§ **Prompt 1**: Copy the part of the soil bearing text between "Enter the allowable" and "sliding resistance calculations.", inclusive.

§ **Provided passage**:
━━━━━━━━━━━━━━━━

Enter the allowable soil bearing pressure that the soil can resist. This is a service load resistance and will be compared to calculated service load soil pressures.

 

Soil Passive Sliding Resistance

Enter the value of passive soil pressure resistance to sliding. This value will be used to determine a component of sliding resistance that is generated by the passive pressure of the soil.  The sliding resistance due to passive pressure is then added to the sliding resistance due to friction to determine the total resistance to sliding for each load combination.

 

Coefficient of Soil/Concrete Friction

Enter the coefficient of friction between soil and footing to use in sliding resistance calculations.

 

 

Soil Bearing Increase

This section allows you to specify some dimensions that, when exceeded, will automatically increase the allowable soil bearing pressure.

 

Increases based on footing depth: Provides a method to automatically apply increases to the basic allowable soil bearing pressure based on footing depth below some reference depth. Collects the following parameters:  

 

Allowable pressure increase per foot: Specifies the amount that the basic allowable soil bearing pressure can be increased for each foot of depth below some reference depth.

 

When base of footing is below: Specifies the required depth in order to start realizing incremental increases in the allowable soil bearing pressure on the basis of footing depth.

 

Example: Assume the following: Basic Allowable Soil Bearing Pressure = 3 ksf. Footing base is 6'-0" below soil surface. The Geotechnical report specifies that a 0.15 ksf increase in bearing pressure is allowed for each foot of depth when the base is deeper than 4' below top of soil. Since you've indicated that the footing is 6' below the soil surface, the module will automatically calculate the adjusted allowable soil bearing pressure to be 3 ksf + (6' - 4') * 0.15 ksf = 3.30 ksf.

 

Increases based on footing plan dimension: Provides a method to automatically apply increases to the basic allowable soil bearing pressure based on footing dimensions greater than some reference dimension. Collects the following parameters:

 

Allowable pressure increase per foot: Specifies the amount that the basic allowable soil bearing pressure can be increased for each foot of width or length greater than some reference dimension.

━━━━━━━━━━━━━━━━

§ **Material shown**:
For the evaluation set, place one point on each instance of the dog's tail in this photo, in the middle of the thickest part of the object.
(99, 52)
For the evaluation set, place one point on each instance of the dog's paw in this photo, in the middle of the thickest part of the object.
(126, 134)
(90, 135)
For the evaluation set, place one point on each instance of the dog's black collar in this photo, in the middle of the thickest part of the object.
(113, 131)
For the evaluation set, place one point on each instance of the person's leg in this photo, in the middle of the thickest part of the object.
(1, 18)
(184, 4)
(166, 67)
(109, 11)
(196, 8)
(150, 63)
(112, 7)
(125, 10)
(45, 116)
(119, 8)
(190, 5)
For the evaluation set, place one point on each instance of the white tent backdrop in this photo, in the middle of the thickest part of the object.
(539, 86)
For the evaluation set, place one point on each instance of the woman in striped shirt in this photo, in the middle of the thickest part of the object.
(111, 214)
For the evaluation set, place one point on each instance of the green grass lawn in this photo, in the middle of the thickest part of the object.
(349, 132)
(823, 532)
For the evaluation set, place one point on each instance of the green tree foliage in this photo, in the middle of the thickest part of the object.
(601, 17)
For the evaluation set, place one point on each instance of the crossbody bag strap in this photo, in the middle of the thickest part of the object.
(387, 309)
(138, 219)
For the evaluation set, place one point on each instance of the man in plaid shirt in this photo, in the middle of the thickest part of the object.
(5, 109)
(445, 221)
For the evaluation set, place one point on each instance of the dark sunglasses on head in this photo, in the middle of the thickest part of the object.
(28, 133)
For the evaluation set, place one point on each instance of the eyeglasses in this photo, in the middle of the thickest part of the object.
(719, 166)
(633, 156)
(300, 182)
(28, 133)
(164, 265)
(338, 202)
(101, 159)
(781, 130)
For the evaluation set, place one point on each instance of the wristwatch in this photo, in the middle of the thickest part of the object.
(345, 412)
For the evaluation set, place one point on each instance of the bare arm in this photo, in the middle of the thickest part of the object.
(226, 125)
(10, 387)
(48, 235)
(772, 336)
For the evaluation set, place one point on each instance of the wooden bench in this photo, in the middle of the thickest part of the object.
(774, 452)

━━━━━━━━━━━━━━━━

§ **Prompt 2**: Rewrite the records from the line holding "of the wristwatch" through the end of the records, inclusive, replacing "wooden bench" with "metal bench" and leaving everything else unchanged.

§ **Exercise solution 1**:
Enter the allowable soil bearing pressure that the soil can resist. This is a service load resistance and will be compared to calculated service load soil pressures.

 

Soil Passive Sliding Resistance

Enter the value of passive soil pressure resistance to sliding. This value will be used to determine a component of sliding resistance that is generated by the passive pressure of the soil.  The sliding resistance due to passive pressure is then added to the sliding resistance due to friction to determine the total resistance to sliding for each load combination.

 

Coefficient of Soil/Concrete Friction

Enter the coefficient of friction between soil and footing to use in sliding resistance calculations.

§ **Exercise solution 2**:
For the evaluation set, place one point on each instance of the wristwatch in this photo, in the middle of the thickest part of the object.
(345, 412)
For the evaluation set, place one point on each instance of the bare arm in this photo, in the middle of the thickest part of the object.
(226, 125)
(10, 387)
(48, 235)
(772, 336)
For the evaluation set, place one point on each instance of the metal bench in this photo, in the middle of the thickest part of the object.
(774, 452)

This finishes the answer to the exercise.